TASK OBJECTIVE
Copy only the part of the listing starting at the line that contains "balcony</item>, that would be most helpful." and ending at the line that contains "M496 201L495 234L536", both lines included, replacing "fill rule" with "winding rule" and leaving everything else unchanged.

--- --- ---

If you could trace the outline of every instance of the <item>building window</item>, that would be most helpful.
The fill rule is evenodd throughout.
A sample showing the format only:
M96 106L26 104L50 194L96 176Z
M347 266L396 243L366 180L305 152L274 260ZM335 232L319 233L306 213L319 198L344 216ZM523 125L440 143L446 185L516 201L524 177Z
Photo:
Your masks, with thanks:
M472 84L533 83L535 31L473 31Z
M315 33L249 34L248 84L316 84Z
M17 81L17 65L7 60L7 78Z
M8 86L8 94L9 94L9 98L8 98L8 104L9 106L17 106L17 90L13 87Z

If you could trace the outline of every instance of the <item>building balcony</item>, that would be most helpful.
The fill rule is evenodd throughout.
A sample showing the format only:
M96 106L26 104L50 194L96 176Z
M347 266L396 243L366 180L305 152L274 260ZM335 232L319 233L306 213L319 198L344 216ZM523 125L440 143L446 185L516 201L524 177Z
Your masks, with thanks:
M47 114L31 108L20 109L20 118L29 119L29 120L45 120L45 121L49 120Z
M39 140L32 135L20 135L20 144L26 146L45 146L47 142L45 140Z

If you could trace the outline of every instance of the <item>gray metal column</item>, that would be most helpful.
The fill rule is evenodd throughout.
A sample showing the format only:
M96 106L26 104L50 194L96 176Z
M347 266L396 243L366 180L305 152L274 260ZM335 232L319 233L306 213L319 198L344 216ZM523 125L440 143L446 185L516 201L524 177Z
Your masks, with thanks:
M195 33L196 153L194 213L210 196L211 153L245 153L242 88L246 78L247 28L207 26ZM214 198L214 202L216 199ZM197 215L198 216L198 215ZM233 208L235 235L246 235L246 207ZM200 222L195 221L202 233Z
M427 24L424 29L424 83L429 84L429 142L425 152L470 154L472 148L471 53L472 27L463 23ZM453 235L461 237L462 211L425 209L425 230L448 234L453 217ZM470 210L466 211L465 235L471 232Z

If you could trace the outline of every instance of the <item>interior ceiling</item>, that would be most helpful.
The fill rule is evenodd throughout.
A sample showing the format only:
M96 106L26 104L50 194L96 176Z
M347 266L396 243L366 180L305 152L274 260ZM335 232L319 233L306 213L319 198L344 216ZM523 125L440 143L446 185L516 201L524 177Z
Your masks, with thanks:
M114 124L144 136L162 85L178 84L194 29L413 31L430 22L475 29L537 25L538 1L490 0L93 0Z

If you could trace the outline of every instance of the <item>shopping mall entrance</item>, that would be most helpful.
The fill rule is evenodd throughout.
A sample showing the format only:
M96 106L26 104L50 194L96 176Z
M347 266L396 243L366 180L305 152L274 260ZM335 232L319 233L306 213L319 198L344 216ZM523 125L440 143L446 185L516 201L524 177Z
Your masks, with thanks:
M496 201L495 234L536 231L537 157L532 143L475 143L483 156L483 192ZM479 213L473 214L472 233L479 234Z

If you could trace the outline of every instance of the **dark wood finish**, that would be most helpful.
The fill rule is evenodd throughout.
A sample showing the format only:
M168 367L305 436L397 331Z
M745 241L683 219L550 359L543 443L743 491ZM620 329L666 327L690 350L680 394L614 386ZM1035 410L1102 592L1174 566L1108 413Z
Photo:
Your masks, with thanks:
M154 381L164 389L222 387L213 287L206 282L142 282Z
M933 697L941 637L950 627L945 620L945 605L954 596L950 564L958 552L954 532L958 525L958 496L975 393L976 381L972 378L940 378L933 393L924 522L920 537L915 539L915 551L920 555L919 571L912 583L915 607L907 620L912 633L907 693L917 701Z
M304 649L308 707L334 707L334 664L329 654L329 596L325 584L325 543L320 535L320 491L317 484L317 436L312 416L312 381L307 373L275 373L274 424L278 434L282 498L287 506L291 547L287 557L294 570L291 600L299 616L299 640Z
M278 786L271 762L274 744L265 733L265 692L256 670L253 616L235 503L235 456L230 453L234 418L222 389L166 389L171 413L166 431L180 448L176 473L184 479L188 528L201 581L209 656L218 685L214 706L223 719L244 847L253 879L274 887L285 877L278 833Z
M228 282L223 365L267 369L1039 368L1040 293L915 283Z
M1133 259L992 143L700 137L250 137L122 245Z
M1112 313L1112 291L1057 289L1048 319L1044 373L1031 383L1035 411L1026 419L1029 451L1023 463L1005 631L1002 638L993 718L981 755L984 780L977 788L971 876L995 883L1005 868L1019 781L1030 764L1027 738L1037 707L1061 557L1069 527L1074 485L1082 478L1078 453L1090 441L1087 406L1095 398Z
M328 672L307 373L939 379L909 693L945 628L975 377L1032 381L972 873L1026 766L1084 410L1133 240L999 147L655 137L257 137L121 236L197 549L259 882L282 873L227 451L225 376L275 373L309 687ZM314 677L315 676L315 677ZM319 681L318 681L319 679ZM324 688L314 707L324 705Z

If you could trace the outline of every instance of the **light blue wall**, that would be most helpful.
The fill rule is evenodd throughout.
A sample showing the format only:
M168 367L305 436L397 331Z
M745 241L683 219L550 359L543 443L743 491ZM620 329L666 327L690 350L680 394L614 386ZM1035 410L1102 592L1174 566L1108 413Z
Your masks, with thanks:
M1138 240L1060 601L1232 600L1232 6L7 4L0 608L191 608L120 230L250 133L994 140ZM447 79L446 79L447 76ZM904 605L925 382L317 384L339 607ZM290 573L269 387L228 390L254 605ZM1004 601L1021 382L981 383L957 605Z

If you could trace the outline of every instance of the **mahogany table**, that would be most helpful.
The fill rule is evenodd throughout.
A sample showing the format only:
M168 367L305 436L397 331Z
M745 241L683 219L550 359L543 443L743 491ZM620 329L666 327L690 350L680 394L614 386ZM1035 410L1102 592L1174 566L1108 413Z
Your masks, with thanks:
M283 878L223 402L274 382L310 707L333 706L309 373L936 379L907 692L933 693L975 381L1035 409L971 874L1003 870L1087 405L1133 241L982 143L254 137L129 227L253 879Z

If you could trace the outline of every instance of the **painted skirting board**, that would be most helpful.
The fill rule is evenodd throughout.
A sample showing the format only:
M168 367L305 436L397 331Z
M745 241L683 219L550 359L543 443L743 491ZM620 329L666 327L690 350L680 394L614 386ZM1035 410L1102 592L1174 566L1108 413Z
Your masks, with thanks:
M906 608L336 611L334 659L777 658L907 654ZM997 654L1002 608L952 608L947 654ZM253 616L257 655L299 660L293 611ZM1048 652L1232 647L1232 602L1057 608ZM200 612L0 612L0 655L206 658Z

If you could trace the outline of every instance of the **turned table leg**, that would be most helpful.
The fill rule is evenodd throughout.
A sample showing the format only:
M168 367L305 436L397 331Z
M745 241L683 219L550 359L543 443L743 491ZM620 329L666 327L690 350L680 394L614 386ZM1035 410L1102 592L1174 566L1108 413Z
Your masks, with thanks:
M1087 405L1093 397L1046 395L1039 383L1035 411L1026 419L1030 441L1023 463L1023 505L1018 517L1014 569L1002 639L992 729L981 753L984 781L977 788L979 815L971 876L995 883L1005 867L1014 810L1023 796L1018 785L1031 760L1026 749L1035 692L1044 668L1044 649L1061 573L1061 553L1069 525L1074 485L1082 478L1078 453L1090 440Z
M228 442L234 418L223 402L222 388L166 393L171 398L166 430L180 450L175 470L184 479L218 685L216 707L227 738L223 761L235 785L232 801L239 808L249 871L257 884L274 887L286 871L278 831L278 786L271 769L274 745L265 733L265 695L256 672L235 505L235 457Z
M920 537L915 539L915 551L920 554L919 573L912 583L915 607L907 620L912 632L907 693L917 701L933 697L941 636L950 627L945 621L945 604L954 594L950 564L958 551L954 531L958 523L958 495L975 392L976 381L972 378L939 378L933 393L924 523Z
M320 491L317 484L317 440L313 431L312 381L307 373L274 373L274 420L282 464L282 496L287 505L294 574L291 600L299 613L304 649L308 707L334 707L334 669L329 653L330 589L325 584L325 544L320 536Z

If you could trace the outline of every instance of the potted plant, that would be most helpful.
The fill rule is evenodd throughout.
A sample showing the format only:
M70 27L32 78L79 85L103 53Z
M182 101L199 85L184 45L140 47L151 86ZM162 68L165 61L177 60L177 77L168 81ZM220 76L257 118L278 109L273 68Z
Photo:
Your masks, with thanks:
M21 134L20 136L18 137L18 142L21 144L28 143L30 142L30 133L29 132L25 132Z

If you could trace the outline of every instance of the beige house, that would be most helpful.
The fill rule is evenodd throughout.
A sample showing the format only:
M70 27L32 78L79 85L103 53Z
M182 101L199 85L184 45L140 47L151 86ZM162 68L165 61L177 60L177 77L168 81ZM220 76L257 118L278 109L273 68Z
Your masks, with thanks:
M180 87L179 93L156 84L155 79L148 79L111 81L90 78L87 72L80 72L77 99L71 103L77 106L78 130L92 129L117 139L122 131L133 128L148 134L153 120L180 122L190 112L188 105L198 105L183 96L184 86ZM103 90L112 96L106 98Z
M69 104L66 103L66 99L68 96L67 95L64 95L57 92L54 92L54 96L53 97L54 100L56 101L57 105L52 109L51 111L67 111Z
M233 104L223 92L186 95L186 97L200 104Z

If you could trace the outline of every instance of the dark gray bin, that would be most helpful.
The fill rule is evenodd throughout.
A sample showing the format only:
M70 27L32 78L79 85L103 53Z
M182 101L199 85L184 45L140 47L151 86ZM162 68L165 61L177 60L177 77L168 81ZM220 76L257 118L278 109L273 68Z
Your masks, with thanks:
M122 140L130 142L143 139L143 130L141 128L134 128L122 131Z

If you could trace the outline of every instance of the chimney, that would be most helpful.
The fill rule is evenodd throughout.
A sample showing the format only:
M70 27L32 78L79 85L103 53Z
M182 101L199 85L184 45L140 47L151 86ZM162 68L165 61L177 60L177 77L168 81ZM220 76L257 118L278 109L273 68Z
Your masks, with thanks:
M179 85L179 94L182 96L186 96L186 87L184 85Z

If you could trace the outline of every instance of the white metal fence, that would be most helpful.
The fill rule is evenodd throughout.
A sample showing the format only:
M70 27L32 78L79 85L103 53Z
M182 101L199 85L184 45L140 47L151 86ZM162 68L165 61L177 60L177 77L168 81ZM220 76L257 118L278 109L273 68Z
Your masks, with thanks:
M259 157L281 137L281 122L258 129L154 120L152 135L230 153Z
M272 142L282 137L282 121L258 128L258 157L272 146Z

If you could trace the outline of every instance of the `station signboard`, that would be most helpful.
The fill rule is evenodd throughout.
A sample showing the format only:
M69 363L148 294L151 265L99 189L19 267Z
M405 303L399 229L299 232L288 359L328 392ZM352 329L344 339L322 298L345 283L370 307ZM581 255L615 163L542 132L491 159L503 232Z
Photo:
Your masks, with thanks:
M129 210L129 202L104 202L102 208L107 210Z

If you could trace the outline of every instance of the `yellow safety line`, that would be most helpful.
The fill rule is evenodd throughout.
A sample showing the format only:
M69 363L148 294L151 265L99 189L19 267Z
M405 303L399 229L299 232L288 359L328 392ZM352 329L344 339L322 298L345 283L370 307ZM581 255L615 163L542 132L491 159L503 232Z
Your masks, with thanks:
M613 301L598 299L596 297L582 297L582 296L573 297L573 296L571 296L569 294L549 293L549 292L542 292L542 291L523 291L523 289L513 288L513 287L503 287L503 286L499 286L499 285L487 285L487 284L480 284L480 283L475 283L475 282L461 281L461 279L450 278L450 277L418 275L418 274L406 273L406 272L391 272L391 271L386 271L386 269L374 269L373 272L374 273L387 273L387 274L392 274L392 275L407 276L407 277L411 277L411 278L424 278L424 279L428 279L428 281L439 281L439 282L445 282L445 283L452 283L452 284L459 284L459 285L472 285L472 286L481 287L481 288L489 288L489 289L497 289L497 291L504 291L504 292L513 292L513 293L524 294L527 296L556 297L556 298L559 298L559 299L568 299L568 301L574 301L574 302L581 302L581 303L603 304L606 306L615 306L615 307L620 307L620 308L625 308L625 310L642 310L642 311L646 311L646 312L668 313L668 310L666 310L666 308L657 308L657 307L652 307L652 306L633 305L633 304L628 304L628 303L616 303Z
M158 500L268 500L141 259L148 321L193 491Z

--- --- ---

COMPLETED EXERCISE
If you could trace the outline of every instance of the <item>building balcony</item>, that would be most helpful.
The winding rule is evenodd throughout.
A sample showing the format only:
M96 106L26 104L50 194L96 176Z
M347 266L396 243L366 180L305 152L274 260ZM335 232L319 233L306 213L319 198L344 216ZM523 125L440 143L446 185L516 201L524 177Z
Your masks, with thanks:
M47 114L31 108L20 109L20 118L29 119L29 120L45 120L45 121L49 120Z
M39 140L32 135L20 135L20 144L26 146L45 146L47 142L45 140Z

If you could trace the outline of every instance of the <item>gray metal column</item>, that would be most helpful.
The winding rule is evenodd throughout.
A sample showing the format only:
M96 106L26 104L50 194L96 176Z
M347 266L396 243L366 180L305 152L274 260ZM335 232L319 233L306 213L319 198L344 216ZM523 125L440 143L446 185L516 201L524 177Z
Your masks, with thanks:
M195 33L196 153L194 213L210 196L211 153L245 153L242 88L246 78L247 28L207 26ZM214 198L214 202L216 199ZM197 215L198 216L198 215ZM233 208L235 235L246 235L246 207ZM200 222L195 221L202 233Z
M427 24L424 29L424 83L429 84L429 142L425 152L470 154L472 148L471 53L472 27L463 23ZM453 235L461 237L462 211L425 209L425 230L448 234L453 217ZM470 210L466 211L465 235L471 232Z

If you could trace the outline of every instance of the <item>interior ceiling</item>, that would be most helpful.
The winding rule is evenodd throughout.
A sample showing the format only:
M96 106L26 104L50 194L96 176Z
M347 266L396 243L366 180L305 152L274 260ZM335 232L319 233L306 213L319 198L344 216ZM523 125L440 143L446 185L516 201L524 177Z
Your masks, with thanks:
M114 124L144 136L162 85L178 84L194 29L413 31L430 22L475 29L537 25L538 1L490 0L93 0Z

If you could trace the outline of every instance of the <item>shopping mall entrance</item>, that would be most helpful.
The winding rule is evenodd throughout.
A sample showing the format only:
M96 106L26 104L50 194L96 176Z
M347 266L396 243L366 180L305 152L274 260ZM335 232L319 233L306 213L319 198L344 216ZM523 125L440 143L446 185L516 201L524 177Z
Your masks, with thanks:
M496 201L495 234L536 231L537 157L532 143L475 143L483 156L483 192ZM479 213L473 214L472 233L479 234Z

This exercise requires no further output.